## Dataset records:
Start

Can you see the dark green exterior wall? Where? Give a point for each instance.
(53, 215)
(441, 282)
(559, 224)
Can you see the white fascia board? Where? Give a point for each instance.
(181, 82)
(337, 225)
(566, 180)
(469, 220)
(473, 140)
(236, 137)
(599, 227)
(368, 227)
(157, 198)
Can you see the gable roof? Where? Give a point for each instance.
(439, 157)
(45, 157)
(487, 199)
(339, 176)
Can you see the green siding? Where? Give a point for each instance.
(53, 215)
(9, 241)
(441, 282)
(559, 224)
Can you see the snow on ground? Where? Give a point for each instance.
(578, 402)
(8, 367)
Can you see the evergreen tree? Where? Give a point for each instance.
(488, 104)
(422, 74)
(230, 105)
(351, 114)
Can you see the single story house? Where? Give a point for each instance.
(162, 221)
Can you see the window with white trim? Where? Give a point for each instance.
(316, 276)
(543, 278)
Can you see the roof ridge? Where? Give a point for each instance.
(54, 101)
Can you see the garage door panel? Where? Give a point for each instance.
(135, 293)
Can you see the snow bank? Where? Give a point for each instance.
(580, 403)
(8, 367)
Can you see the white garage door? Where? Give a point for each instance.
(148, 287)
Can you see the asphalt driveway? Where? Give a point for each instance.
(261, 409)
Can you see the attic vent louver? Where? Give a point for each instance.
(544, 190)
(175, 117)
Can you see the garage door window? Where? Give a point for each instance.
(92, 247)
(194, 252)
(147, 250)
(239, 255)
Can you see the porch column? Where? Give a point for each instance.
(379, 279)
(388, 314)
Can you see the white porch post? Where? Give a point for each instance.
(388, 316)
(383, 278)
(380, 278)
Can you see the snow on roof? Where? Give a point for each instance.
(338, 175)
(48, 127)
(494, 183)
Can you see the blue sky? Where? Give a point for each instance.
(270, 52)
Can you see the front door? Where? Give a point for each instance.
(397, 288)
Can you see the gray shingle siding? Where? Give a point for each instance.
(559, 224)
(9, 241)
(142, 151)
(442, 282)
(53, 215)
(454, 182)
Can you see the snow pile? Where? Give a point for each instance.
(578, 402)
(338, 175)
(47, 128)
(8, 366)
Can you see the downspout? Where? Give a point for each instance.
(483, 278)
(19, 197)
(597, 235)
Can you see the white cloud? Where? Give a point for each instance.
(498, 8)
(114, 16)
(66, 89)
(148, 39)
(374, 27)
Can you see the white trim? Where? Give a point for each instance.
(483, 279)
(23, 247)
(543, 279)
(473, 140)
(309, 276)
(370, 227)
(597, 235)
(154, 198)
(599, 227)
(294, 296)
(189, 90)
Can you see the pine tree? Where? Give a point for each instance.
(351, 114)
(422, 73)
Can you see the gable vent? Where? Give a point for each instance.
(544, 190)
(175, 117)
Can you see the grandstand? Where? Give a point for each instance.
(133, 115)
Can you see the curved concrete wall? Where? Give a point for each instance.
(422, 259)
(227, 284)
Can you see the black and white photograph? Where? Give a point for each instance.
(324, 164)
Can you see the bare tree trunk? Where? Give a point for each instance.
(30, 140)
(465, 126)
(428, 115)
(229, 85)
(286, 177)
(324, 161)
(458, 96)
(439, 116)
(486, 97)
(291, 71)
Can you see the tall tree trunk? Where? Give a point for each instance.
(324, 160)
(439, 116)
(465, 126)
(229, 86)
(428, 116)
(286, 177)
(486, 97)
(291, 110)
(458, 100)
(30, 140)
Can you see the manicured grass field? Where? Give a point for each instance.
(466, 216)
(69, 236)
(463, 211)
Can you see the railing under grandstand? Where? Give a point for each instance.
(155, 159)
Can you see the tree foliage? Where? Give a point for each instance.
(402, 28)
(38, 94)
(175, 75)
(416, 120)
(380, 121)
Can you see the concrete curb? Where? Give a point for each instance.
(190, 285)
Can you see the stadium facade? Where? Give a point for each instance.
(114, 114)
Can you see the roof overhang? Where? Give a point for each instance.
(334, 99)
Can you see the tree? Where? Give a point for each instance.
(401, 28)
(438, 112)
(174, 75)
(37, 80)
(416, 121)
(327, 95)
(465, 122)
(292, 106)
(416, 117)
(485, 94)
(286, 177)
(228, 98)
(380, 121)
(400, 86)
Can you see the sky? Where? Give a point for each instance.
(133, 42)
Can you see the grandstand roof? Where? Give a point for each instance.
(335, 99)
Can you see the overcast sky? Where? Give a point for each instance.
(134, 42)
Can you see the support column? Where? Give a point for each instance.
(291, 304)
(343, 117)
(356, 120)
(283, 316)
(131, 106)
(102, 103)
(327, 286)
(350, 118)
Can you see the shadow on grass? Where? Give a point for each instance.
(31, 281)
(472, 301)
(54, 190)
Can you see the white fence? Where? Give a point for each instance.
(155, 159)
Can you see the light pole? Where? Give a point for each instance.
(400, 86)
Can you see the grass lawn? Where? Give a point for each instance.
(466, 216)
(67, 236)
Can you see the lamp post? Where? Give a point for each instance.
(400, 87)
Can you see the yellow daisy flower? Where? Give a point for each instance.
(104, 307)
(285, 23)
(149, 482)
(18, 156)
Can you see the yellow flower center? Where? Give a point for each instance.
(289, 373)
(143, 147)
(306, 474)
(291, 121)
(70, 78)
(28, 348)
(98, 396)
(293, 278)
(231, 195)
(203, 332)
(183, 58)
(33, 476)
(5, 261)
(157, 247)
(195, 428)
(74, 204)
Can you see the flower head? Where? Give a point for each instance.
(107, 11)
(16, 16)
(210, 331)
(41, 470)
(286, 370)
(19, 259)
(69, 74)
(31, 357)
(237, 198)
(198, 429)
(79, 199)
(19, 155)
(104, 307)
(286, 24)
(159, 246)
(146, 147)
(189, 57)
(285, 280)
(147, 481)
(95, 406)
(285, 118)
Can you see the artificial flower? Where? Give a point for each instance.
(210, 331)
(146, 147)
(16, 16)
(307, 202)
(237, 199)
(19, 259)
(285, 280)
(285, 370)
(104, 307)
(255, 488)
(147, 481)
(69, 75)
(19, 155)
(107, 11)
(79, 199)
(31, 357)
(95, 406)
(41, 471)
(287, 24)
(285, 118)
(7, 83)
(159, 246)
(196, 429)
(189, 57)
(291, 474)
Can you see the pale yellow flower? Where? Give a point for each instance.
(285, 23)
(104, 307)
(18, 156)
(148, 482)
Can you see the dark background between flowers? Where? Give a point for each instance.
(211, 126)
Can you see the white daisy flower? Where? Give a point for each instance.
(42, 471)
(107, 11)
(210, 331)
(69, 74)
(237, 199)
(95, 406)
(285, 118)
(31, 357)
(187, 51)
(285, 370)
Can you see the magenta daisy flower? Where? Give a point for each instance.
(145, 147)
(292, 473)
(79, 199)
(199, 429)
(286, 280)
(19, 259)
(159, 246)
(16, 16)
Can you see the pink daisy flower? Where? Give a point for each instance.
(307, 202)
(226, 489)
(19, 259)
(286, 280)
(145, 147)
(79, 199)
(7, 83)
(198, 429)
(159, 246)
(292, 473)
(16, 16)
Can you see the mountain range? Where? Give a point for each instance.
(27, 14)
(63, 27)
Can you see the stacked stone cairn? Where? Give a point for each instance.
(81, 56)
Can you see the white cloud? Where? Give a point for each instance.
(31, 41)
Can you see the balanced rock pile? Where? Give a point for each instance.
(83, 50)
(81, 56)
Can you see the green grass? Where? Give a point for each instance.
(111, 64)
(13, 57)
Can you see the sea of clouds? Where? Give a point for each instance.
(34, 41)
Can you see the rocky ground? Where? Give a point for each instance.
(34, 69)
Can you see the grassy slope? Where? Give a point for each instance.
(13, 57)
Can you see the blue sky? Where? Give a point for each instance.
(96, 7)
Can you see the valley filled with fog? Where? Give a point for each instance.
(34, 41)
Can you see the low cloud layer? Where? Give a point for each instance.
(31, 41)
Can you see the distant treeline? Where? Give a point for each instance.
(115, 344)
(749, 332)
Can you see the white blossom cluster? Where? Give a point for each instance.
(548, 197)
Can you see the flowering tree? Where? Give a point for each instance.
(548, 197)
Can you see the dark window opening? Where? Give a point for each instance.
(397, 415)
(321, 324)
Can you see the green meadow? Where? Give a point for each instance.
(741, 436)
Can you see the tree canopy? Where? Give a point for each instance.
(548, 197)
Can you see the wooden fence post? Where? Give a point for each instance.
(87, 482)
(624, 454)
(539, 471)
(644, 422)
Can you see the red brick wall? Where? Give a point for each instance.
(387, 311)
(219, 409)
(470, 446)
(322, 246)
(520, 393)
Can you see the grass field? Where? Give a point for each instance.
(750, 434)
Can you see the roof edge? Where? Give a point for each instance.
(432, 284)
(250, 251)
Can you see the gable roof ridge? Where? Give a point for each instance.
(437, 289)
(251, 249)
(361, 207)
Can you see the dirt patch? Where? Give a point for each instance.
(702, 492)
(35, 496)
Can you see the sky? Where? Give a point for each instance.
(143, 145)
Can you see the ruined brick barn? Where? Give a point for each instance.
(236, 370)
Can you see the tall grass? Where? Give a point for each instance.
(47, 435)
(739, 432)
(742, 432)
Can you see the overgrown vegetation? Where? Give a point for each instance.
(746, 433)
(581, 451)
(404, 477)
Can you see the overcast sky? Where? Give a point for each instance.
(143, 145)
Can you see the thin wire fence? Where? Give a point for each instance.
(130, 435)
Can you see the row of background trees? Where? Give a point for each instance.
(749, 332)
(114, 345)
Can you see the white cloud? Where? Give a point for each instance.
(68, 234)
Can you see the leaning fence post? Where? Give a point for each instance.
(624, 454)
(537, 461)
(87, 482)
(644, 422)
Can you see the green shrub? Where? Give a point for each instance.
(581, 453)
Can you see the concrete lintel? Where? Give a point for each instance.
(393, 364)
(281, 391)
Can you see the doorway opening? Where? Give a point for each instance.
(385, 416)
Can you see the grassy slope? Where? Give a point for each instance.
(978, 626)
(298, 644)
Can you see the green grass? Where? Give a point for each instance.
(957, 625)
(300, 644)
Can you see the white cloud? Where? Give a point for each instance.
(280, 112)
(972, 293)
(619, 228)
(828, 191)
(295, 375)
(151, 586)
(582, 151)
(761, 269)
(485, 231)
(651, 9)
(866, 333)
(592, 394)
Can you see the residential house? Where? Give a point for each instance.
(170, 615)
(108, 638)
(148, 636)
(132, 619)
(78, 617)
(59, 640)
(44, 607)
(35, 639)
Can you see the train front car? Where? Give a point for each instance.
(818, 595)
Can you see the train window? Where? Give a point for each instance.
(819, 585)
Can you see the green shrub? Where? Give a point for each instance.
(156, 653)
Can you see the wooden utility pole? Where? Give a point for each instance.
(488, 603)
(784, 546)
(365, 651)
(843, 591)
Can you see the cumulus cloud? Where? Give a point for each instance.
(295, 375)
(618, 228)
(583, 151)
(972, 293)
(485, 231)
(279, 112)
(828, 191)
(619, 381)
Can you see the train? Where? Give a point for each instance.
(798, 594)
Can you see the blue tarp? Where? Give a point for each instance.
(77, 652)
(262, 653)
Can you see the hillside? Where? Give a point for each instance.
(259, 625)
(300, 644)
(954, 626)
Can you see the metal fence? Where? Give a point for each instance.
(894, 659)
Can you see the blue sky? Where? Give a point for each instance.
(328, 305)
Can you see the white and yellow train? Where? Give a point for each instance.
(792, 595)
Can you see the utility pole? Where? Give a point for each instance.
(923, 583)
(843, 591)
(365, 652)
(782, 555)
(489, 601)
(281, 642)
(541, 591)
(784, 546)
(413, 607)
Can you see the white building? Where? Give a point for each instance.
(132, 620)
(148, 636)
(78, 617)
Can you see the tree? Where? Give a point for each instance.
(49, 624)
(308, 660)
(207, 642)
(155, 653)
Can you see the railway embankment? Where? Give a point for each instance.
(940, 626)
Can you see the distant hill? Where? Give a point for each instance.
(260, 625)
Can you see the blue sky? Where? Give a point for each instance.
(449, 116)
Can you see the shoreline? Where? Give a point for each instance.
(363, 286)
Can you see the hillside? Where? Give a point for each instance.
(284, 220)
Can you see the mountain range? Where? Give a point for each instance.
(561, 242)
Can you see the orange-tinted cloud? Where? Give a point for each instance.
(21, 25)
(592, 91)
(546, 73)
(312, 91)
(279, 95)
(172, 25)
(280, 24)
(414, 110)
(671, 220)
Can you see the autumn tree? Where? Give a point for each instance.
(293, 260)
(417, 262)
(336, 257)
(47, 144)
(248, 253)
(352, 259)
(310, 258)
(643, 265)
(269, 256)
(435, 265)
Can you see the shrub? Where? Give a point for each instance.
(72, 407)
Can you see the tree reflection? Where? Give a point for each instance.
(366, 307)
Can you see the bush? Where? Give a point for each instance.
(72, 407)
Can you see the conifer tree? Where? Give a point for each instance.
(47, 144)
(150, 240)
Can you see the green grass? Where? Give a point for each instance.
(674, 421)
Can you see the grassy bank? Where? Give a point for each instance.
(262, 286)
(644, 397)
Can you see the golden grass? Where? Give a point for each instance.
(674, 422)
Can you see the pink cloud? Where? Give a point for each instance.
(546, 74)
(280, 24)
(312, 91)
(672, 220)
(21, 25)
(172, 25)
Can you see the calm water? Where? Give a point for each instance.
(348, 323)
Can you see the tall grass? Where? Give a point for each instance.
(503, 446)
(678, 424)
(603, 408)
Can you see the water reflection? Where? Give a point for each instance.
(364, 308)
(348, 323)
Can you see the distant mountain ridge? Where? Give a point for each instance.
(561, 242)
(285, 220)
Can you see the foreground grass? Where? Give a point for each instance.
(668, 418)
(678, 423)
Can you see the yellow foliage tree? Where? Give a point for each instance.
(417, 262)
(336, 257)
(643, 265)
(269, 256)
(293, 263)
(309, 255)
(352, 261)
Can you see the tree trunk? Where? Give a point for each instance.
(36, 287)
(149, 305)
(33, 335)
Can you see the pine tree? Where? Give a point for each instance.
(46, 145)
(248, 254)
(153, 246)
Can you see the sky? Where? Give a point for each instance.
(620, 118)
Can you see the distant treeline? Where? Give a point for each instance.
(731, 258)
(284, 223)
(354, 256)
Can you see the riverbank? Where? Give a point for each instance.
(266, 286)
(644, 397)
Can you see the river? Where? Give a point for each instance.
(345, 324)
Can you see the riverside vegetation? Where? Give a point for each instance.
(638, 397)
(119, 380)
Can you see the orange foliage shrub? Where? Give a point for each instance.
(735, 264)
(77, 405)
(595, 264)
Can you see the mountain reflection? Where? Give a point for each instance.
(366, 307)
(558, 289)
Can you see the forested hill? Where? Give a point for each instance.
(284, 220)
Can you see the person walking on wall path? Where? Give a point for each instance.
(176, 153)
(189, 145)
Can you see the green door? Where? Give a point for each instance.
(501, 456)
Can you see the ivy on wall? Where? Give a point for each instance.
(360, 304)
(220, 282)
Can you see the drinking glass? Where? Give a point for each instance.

End

## To do:
Write out the lines of the material above, starting at the line that contains "Can you see the pink cloud?" and ending with the last line of the material. Copy them exactly as they appear.

## Solution to the exercise:
Can you see the pink cloud? Where? Give a point for each instance.
(546, 74)
(280, 24)
(312, 91)
(672, 220)
(21, 25)
(172, 25)
Can you see the calm water? Where? Give a point for each instance.
(348, 323)
Can you see the tall grass? Where? Give a point for each instance.
(503, 446)
(678, 424)
(603, 408)
Can you see the water reflection? Where? Give a point for each instance.
(364, 308)
(348, 323)
Can you see the distant mountain ridge? Where? Give a point for each instance.
(561, 242)
(285, 220)
Can you see the foreground grass? Where? Give a point for each instance.
(668, 418)
(678, 423)
Can you see the yellow foliage tree? Where? Give a point for each instance.
(417, 262)
(336, 257)
(643, 265)
(269, 256)
(293, 263)
(309, 255)
(352, 261)
Can you see the tree trunk? Where? Give a point for each instance.
(36, 287)
(149, 305)
(33, 335)
Can you see the pine tree? Where? Give a point for each instance.
(46, 145)
(248, 254)
(153, 246)
Can you see the sky? Where? Give a point for each instance.
(620, 118)
Can you see the distant treeline? Where? Give a point for each instance.
(731, 258)
(284, 223)
(354, 256)
Can you see the riverbank? Where? Give a point for each instance.
(266, 286)
(644, 397)
Can you see the river? Where? Give a point for each instance.
(345, 324)
Can you see the riverside vegetation? Where? Give a point for each instance.
(638, 397)
(119, 380)
Can you see the orange foliage shrub? Where? Give a point for each instance.
(735, 264)
(77, 405)
(595, 264)
Can you see the mountain reflection? Where? Give a point for each instance.
(366, 307)
(558, 289)
Can you see the forested hill? Where? Give a point for each instance.
(284, 220)
Can you see the person walking on wall path? Where? Give a point for each instance.
(176, 153)
(189, 145)
Can you see the green door? Where? Give a point for each instance.
(501, 456)
Can you see the ivy on wall? Where? Give a point for each instance.
(360, 304)
(220, 282)
Can you see the drinking glass? Where? Give a point for each instance.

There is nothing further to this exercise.